Description of the task:
Pick out each line in the records below that contains the word "Find". Copy those lines unchanged.

— start of Source material —

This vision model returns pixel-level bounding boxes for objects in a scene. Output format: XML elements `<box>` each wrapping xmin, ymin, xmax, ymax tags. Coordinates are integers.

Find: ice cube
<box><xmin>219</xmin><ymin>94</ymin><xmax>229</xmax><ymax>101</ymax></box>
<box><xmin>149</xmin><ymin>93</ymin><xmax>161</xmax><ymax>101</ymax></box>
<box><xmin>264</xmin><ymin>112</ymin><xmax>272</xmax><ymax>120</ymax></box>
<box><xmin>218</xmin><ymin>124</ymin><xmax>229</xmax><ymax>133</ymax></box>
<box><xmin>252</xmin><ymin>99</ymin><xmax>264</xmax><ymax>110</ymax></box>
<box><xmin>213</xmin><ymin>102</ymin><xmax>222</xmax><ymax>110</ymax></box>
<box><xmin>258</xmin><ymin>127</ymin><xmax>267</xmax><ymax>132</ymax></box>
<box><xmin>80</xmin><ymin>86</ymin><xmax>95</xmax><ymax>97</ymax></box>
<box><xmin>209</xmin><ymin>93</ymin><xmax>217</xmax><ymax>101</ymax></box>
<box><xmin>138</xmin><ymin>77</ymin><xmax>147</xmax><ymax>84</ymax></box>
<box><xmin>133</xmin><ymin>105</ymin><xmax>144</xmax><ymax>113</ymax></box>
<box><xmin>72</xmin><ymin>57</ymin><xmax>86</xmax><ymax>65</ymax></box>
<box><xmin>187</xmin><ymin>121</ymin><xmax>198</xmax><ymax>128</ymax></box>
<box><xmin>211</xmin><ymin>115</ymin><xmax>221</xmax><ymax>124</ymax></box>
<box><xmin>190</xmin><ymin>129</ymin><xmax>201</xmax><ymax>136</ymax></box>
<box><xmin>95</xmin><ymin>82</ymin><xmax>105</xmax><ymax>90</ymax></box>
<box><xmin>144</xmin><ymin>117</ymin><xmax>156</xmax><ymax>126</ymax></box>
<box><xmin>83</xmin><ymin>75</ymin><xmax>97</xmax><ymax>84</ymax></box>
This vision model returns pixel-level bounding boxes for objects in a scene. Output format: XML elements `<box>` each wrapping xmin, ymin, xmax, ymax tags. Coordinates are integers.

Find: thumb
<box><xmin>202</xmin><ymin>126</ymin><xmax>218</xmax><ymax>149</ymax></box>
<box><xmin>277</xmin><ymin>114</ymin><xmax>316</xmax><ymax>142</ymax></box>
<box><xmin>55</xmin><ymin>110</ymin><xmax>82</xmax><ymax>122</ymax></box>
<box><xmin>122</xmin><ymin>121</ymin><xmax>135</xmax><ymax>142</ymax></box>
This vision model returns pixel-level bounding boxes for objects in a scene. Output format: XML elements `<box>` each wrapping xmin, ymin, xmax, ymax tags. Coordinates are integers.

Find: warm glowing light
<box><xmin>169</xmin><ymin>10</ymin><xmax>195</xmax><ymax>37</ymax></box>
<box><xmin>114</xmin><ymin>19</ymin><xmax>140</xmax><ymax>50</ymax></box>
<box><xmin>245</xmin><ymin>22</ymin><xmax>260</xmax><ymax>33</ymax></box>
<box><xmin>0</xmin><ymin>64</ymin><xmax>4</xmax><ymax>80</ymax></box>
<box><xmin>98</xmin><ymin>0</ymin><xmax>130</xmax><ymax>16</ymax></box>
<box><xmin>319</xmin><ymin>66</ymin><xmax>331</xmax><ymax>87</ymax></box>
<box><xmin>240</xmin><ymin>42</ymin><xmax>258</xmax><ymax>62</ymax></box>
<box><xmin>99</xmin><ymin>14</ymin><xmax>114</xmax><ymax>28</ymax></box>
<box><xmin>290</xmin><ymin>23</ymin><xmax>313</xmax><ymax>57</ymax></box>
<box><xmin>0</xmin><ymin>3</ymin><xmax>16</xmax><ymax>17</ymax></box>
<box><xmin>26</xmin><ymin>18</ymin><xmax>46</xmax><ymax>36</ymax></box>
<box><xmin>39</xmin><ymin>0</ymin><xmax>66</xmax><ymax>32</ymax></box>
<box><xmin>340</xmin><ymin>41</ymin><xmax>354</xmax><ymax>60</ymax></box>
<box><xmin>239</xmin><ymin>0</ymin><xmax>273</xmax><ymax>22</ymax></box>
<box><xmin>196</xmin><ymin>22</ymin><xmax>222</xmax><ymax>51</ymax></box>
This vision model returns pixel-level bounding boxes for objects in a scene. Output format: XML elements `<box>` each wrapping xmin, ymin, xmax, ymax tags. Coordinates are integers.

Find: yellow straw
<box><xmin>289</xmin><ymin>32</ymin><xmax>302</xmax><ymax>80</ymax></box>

— end of Source material —

Result of the task:
Find: ice cube
Find: thumb
Find: warm glowing light
Find: yellow straw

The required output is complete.